Copy the records from the line containing "Exercise. Point out each instance of the coat sleeve" through the end of the records, keeping every line but increasing each x and y coordinate in the answers by 13.

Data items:
-- start --
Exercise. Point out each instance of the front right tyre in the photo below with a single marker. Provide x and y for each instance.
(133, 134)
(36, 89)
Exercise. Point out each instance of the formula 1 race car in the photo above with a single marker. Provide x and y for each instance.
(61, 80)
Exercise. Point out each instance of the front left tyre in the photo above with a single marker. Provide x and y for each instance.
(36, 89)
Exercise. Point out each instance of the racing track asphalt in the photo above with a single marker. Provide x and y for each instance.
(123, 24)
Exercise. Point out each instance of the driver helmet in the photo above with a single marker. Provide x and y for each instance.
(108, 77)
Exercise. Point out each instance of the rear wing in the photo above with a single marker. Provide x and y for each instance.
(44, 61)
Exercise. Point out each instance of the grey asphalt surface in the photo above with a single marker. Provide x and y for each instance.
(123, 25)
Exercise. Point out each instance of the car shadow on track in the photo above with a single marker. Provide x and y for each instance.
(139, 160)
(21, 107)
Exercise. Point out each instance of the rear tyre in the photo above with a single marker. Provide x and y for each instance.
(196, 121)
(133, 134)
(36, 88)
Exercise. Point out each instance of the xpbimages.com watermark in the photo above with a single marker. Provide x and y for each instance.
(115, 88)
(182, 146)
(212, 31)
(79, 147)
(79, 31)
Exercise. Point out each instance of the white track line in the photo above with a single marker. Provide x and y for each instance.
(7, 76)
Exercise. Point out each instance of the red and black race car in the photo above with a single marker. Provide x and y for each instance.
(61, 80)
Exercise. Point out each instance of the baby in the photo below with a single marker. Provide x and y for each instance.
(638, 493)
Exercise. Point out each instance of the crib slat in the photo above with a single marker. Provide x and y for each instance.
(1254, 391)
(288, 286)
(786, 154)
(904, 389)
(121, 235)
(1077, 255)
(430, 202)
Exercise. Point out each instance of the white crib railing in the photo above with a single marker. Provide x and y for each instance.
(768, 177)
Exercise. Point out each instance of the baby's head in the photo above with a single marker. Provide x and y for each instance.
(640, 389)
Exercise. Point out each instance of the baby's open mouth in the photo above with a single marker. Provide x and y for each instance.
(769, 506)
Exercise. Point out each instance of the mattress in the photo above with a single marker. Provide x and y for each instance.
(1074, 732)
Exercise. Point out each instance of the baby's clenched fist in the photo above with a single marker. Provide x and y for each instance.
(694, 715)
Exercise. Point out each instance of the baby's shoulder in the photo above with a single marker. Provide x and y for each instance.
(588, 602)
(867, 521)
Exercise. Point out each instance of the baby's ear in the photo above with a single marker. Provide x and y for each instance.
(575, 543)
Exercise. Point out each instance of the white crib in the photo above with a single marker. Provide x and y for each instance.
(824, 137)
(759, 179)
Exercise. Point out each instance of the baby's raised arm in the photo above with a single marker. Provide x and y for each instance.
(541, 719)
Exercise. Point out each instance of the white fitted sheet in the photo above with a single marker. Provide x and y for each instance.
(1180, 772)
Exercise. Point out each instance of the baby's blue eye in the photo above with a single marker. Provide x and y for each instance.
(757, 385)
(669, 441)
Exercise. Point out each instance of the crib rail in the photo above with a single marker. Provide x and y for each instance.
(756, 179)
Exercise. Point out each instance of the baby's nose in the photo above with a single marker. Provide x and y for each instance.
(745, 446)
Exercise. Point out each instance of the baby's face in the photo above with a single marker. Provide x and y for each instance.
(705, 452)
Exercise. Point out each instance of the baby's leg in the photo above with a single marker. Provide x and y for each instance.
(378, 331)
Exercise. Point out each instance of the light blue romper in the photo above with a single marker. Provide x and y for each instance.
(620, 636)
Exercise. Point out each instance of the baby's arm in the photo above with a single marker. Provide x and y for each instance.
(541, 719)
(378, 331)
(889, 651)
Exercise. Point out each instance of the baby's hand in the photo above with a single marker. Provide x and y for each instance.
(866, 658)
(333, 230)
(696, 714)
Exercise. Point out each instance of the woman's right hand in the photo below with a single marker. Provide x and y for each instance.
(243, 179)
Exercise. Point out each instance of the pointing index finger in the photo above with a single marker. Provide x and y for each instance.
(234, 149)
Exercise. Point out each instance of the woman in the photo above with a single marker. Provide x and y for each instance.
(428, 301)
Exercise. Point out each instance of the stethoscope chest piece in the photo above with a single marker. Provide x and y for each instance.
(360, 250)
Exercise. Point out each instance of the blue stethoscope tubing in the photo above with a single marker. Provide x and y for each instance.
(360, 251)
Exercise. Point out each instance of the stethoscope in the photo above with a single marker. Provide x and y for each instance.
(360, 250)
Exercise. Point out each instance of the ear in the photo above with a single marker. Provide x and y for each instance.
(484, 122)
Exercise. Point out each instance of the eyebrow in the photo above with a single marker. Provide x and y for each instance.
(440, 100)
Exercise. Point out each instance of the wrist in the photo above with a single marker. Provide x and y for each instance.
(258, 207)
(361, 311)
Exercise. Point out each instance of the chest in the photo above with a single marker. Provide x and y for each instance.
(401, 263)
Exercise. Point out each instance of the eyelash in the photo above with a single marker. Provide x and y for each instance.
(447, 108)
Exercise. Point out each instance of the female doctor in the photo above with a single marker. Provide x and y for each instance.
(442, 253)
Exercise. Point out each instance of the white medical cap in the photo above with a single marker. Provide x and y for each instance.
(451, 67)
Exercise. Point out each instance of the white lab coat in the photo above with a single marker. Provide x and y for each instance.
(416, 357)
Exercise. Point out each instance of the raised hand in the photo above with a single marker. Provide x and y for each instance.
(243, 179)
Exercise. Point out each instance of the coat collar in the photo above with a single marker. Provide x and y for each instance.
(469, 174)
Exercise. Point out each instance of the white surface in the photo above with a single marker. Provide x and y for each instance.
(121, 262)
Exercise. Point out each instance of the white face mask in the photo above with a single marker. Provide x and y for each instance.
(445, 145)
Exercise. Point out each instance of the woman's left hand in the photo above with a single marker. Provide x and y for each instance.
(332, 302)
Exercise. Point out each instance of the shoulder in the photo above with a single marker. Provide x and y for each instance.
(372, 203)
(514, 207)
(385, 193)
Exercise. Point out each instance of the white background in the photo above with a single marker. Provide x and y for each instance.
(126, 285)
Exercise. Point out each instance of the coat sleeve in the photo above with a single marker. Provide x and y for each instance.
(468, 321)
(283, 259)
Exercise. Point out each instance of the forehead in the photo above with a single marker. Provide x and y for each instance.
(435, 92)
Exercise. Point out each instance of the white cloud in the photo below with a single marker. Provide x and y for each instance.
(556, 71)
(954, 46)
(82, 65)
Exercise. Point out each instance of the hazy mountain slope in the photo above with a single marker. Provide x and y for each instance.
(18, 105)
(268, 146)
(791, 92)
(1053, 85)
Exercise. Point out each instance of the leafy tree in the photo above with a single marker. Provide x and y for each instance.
-- end --
## [Result for this exercise]
Exercise. Point out each instance of the coat sleeve in the photo above with a single marker. Provide x and y for each instance.
(481, 334)
(296, 272)
Exercise. Point out each instance of the forehead in the photo above with a single marker. Provide x and y for each instance.
(448, 105)
Exercise. Point out each instance of the white cloud in the photo below with a single marker. Provide x and y for each instance.
(569, 84)
(967, 59)
(95, 78)
Exercise. Point out each instance of the hazy mountain slope in the photo above with a single marker. Provide x and y for each instance.
(31, 118)
(281, 159)
(804, 105)
(1066, 98)
Exercise. Point out each instance of the leafy tree in the photo above with a single marker. Provide x and y for each instance.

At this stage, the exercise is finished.